Domestic team information
- 1937: Kent

Career statistics
| Competition | WTest | WFC |
| Matches | 5 | 13 |
| Runs scored | 133 | 266 |
| Batting average | 26.60 | 15.64 |
| 100s/50s | 0/0 | 0/0 |
| Top score | 32* | 32* |
| Catches/stumpings | 1/– | 2/– |
- Source: CricketArchive, 12 March 2021

= Betty Archdale =

English-Australian educator and cricketer (1907–2000)

Helen Elizabeth Archdale (21 August 1907 - 11 January 2000) was an English-Australian sportswoman and educator. She was the inaugural Test captain of the England women's cricket team in 1934. A qualified barrister and Women's Royal Naval Service veteran, she moved to Australia in 1946 to become principal of The Women's College at the University of Sydney. She later served as headmistress of Abbotsleigh, a private girls' school in Sydney, and was an inaugural member of the Australian Council for the Arts.

==Early life==
Archdale was born in London, the daughter of Helen Archdale (née Russel), a suffragette who was at one time jailed for smashing windows at Whitehall and was later renowned as a leading British feminist. Her father was an Irish professional soldier in the British Army, who died in World War I when Archdale was eleven. Her godmother was Emmeline Pankhurst. Archdale attended Bedales School in Hampshire where she learned to play cricket and, thence, to St Leonards School in St Andrews, Fife.

### [Extracted data]
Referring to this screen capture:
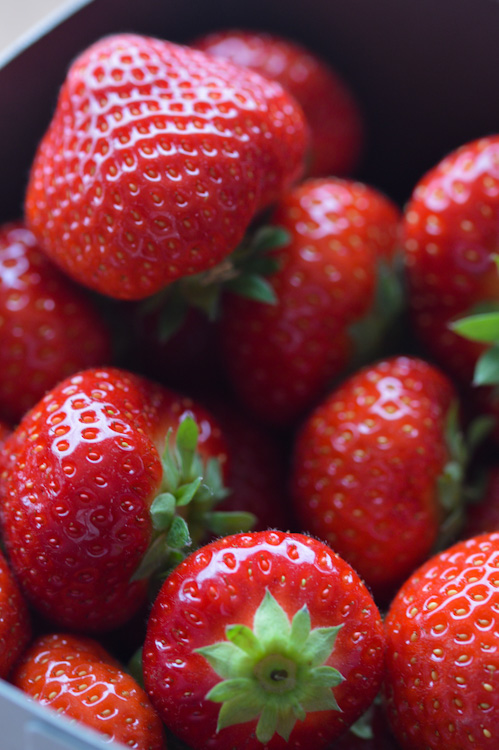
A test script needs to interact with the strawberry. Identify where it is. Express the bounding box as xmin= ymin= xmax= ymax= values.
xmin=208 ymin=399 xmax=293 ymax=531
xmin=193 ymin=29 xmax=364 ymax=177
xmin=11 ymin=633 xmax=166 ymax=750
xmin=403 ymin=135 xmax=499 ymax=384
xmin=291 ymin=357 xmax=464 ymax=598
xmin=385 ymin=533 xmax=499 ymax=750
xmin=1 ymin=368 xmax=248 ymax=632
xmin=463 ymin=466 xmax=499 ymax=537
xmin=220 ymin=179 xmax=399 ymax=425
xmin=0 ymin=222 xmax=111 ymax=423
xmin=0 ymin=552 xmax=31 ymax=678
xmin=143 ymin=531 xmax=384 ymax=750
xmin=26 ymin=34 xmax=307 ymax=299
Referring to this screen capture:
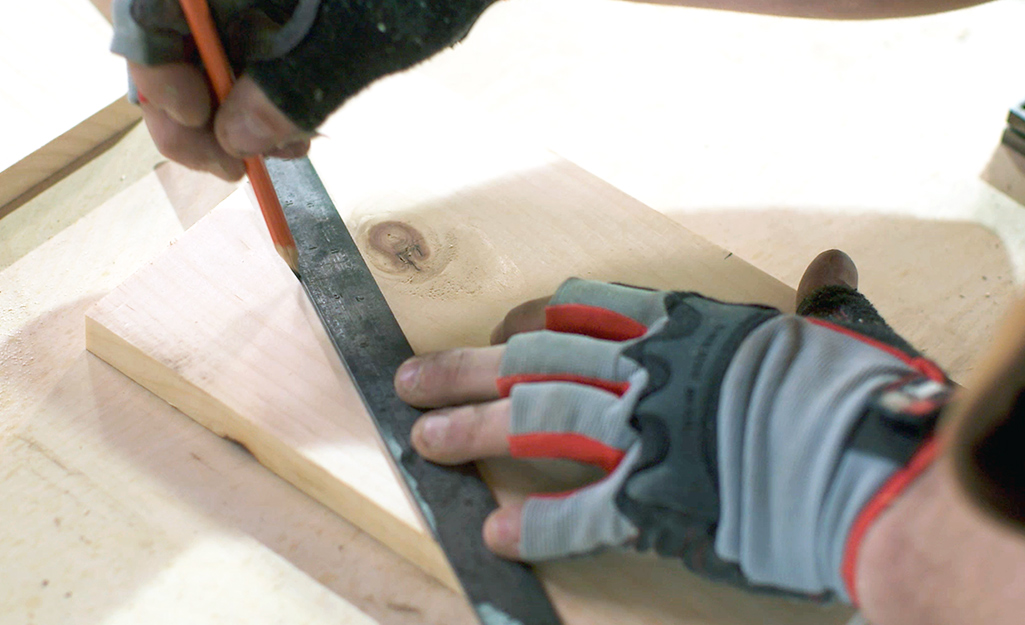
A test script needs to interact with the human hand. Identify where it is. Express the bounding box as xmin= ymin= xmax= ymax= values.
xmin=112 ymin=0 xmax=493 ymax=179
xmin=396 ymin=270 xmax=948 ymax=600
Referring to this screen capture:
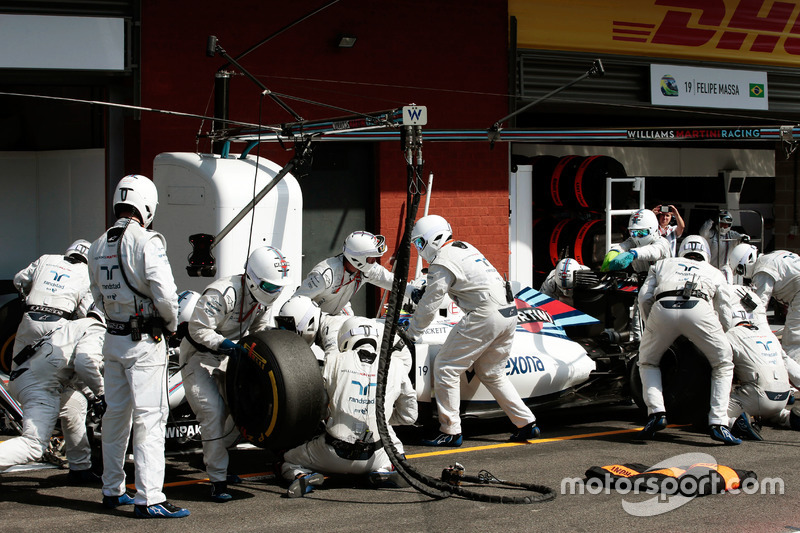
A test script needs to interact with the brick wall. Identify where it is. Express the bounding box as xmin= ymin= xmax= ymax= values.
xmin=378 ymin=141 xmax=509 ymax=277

### [Required actions]
**a.** In the Betty Archdale passage, reproduce everything from "Helen Elizabeth Archdale" up to and including "for the Arts.", substituting "warden" for "principal".
**b.** According to the Betty Archdale biography, at which school did she learn to play cricket?
**c.** Continue the biography of Betty Archdale from its last sentence.

### [Responses by task]
**a.**
Helen Elizabeth Archdale (21 August 1907 - 11 January 2000) was an English-Australian sportswoman and educator. She was the inaugural Test captain of the England women's cricket team in 1934. A qualified barrister and Women's Royal Naval Service veteran, she moved to Australia in 1946 to become warden of The Women's College at the University of Sydney. She later served as headmistress of Abbotsleigh, a private girls' school in Sydney, and was an inaugural member of the Australian Council for the Arts.

**b.** Bedales School in Hampshire.

**c.**
===Cricket===
Archdale played as a right-handed batter and appeared in five Test matches for England between 1934 and 1937. She was the first captain of England, leading the team on their first tour of Australia and New Zealand in 1934/35. The tour was initiated by Australian captain Margaret Peden, who like Archdale was a Christian Scientist; their mothers had previously corresponded. Peden contacted Archdale via her sister Barbara Peden, then working in England as an architect, and asked her to organise the England team for the tour.

Archdale also played domestic cricket for various regional teams, as well as Kent.

==Career==
After school, Archdale attended McGill University in Montreal, graduating in 1929 with a BA in economics and political science. She studied law in London. Specialising in international law, she conducted part of her studies in the Soviet Union. In 1938, she was called to the Bar at Gray's Inn.

During World War II, she served in the WRNS as a wireless operator in Singapore, arriving in July 1941 at the head of a group of forty Wrens trained in wireless telegraphy. She was awarded an Order of the British Empire for helping nurses escape from the conflict.

Having moved to Australia, in 1946 she was appointed principal of Sydney University's "Women's College", a post she held for 10 years. Archdale was a member of the University Senate for 25 years, and a television and radio personality throughout the 1960s.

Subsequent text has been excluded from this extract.